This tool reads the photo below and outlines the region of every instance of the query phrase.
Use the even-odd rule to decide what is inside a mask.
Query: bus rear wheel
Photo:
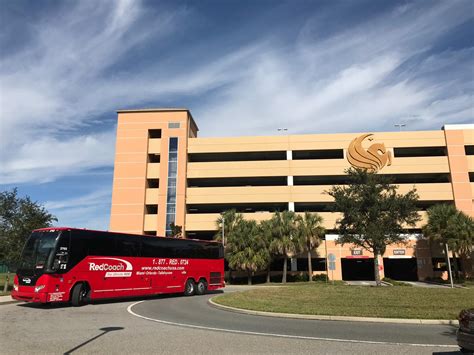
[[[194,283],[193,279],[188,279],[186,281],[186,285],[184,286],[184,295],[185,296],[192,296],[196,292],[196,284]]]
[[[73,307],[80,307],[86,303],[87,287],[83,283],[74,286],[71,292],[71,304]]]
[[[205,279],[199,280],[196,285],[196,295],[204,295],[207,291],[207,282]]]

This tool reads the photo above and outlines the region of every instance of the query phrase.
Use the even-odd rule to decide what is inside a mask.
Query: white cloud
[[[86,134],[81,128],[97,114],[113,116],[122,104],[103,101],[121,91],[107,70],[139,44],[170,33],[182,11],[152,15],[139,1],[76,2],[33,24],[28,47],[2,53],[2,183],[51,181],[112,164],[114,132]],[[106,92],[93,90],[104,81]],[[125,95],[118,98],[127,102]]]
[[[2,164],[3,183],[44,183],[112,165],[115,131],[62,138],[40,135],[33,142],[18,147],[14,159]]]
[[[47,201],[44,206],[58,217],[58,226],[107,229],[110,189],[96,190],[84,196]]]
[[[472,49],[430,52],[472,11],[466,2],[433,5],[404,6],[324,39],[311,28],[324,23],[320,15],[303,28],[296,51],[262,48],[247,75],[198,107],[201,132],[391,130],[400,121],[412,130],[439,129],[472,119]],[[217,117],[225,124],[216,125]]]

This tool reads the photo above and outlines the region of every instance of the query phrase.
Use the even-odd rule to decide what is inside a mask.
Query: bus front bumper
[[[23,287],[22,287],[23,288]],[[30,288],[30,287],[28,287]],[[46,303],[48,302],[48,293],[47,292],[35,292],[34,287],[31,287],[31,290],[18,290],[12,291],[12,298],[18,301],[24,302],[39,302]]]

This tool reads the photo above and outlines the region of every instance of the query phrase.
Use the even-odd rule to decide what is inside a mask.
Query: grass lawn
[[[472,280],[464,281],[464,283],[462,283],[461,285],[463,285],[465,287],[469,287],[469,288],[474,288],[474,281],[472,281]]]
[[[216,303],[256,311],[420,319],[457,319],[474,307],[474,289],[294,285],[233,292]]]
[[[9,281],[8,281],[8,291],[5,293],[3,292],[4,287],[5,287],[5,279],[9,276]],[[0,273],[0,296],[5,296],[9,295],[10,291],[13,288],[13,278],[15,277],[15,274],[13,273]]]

==

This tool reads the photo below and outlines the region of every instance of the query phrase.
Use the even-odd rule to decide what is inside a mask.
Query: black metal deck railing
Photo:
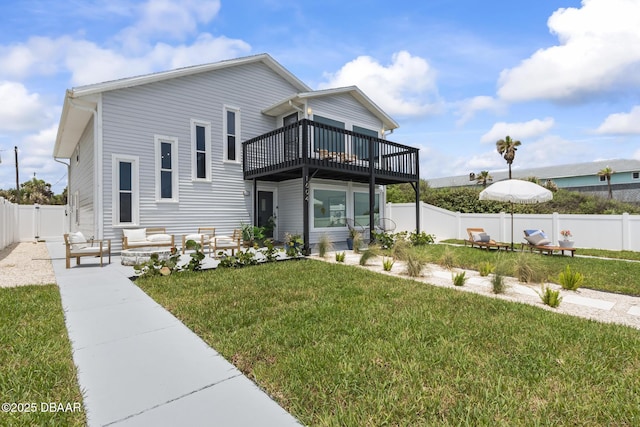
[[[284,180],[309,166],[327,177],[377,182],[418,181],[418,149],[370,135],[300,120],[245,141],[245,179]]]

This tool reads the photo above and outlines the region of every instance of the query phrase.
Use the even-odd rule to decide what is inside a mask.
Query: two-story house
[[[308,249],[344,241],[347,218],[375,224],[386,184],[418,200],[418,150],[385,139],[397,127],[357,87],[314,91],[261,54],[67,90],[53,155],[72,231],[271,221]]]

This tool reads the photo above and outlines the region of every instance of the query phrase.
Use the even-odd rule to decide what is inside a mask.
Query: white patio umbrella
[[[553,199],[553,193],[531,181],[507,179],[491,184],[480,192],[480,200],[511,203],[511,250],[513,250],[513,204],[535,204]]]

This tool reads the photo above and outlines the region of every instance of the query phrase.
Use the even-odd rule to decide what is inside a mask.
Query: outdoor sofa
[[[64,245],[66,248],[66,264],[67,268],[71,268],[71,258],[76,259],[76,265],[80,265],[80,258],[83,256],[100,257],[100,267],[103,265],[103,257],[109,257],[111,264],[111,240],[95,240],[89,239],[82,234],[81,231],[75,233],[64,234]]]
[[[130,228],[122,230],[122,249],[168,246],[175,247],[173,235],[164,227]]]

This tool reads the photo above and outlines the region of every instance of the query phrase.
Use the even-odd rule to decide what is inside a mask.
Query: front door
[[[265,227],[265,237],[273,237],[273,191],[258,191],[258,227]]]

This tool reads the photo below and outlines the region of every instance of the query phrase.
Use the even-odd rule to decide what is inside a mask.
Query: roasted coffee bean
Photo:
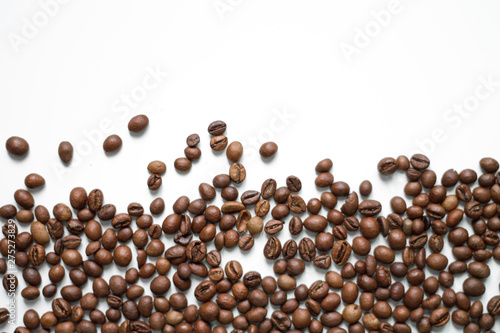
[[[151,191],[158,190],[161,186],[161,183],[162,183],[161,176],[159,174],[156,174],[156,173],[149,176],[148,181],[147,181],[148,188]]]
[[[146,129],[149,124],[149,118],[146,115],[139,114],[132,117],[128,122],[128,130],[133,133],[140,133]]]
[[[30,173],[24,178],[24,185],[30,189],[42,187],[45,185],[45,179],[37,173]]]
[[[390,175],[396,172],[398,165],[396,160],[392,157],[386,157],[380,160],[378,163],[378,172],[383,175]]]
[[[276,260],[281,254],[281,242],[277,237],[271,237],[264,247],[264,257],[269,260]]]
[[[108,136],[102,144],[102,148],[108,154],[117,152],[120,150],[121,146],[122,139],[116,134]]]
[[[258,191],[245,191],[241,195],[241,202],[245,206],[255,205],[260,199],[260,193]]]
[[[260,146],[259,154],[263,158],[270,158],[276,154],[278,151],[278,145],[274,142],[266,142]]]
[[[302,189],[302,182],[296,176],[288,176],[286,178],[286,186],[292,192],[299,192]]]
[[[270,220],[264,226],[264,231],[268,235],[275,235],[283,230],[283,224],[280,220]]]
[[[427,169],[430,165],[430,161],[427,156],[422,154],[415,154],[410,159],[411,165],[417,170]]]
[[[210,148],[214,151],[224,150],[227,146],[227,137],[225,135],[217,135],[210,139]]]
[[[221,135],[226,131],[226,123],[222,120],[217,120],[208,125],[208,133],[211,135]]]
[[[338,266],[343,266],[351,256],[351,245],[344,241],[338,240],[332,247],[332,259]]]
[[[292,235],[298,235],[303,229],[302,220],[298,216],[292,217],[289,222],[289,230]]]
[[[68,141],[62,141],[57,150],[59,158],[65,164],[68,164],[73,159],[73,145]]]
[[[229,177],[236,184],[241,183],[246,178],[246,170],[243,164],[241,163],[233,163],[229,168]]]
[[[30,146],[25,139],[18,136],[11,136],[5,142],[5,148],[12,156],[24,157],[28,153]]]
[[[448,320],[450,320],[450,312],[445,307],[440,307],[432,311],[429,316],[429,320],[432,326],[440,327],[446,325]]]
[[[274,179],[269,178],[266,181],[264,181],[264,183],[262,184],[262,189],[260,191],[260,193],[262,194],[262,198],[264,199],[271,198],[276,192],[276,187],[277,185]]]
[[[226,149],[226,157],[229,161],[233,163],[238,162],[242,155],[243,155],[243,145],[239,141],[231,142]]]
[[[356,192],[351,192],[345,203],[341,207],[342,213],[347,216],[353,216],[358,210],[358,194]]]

* * *

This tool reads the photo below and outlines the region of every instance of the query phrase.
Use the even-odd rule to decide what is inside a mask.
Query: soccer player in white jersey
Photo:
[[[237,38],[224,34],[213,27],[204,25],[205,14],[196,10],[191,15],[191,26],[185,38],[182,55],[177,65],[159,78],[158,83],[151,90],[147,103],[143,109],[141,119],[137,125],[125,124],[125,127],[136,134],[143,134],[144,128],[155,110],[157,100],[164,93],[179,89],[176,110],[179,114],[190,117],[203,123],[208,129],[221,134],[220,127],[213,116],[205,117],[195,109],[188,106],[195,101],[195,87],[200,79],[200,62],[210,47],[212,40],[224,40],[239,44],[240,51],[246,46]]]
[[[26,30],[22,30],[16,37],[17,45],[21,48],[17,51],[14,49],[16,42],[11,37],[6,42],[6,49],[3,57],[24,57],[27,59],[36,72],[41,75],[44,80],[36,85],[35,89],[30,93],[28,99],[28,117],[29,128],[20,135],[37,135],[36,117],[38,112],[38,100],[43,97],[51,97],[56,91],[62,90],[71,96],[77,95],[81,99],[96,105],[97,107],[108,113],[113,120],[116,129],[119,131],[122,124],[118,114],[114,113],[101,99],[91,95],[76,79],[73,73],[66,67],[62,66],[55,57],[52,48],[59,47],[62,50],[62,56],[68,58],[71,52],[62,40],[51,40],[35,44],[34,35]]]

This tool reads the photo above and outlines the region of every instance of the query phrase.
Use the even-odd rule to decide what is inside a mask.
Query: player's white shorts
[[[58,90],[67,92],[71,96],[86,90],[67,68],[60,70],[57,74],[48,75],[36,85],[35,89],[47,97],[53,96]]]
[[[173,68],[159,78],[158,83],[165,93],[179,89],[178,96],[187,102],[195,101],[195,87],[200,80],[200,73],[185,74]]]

> [WHAT IS REQUIRED]:
Your task is to restate, word for word, only those lines above that fall between the line holding "Query: two-story house" and the line holding "Query: roasted coffee bean", inclusive.

> [EXERCISE ANSWER]:
Query: two-story house
[[[308,249],[344,241],[347,218],[375,224],[386,184],[418,200],[418,150],[385,139],[397,127],[357,87],[314,91],[261,54],[67,90],[53,155],[72,231],[271,221]]]

This tool reads the photo above and outlines the region of every instance of the query phrase.
Use the even-odd rule to decide what is inside a mask.
Query: white patio umbrella
[[[553,199],[553,193],[531,181],[507,179],[491,184],[480,192],[480,200],[511,203],[511,250],[513,250],[513,204],[535,204]]]

This tool reads the photo above and outlines the region of every instance of the query phrase.
Use the even-odd rule to decide what is inside a mask.
Query: outdoor sofa
[[[64,245],[66,248],[66,264],[67,268],[71,268],[71,258],[76,259],[76,265],[80,265],[80,258],[83,256],[100,257],[100,267],[103,265],[103,257],[109,257],[111,264],[111,240],[95,240],[89,239],[82,234],[81,231],[75,233],[64,234]]]
[[[130,228],[122,230],[122,249],[168,246],[175,247],[173,235],[164,227]]]

This tool reads the photo above and outlines the region of every instance of the query phrase.
Use the even-odd rule to decide what is inside a mask.
Query: front door
[[[265,227],[265,237],[273,237],[273,191],[258,191],[258,227]]]

This tool reads the photo below and outlines the region of every instance of the query phrase.
Use the even-odd rule to decide what is inside a mask.
Query: roasted coffee bean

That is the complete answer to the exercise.